» **Brief**
In the records below, begin at the line that has "Target: little girl" and stop after the line that has "Target: military truck"; quote those lines verbatim and nothing more.

» **Point localization data**

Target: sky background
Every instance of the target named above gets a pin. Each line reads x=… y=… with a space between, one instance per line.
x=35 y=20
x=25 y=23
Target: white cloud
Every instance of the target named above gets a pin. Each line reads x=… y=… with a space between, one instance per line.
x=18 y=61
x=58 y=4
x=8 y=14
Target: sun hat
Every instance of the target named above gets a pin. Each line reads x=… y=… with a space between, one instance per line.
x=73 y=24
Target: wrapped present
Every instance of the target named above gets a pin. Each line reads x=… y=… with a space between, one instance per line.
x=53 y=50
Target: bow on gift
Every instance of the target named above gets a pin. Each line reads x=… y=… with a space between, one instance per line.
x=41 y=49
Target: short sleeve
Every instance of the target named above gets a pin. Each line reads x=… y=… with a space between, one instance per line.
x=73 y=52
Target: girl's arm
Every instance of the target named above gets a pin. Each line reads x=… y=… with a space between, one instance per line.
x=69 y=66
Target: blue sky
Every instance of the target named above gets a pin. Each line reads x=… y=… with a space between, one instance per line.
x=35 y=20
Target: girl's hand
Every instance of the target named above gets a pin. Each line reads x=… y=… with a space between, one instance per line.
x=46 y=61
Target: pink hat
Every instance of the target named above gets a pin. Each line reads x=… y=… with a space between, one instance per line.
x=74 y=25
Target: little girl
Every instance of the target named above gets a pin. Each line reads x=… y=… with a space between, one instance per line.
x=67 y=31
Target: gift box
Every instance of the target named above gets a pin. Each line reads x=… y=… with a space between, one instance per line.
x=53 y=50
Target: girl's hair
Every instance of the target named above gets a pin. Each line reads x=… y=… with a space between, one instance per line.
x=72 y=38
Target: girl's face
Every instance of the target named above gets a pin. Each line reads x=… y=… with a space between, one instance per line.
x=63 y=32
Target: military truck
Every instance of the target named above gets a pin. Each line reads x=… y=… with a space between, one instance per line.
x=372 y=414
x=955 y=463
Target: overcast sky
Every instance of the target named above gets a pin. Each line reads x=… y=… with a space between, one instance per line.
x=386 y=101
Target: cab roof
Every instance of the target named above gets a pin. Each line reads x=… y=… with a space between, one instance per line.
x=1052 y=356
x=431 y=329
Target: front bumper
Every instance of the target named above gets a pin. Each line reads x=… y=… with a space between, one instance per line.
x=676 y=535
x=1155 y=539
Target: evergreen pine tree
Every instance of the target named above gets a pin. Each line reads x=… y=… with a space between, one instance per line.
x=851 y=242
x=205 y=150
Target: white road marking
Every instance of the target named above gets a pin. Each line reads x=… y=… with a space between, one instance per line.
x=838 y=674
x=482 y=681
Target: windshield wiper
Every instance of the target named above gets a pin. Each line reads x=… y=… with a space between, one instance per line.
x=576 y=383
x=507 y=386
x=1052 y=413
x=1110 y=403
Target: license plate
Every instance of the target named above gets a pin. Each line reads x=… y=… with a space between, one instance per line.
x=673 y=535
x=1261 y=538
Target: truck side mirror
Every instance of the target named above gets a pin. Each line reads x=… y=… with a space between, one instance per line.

» **Output**
Target: little girl
Every instance of the target named above gets a pin. Each line reads x=… y=… with a space between, one instance per line.
x=67 y=31
Target: gift box
Every instance of the target named above gets a pin. Each line reads x=… y=… with a space between, one instance per line.
x=53 y=50
Target: girl's hair
Every instance of the target named above gets a pin. Each line reads x=… y=… with a space between, one instance per line.
x=72 y=38
Target: girl's face
Every instance of the target named above gets a pin. Each line reads x=… y=… with a space between, one instance per line.
x=63 y=32
Target: military truck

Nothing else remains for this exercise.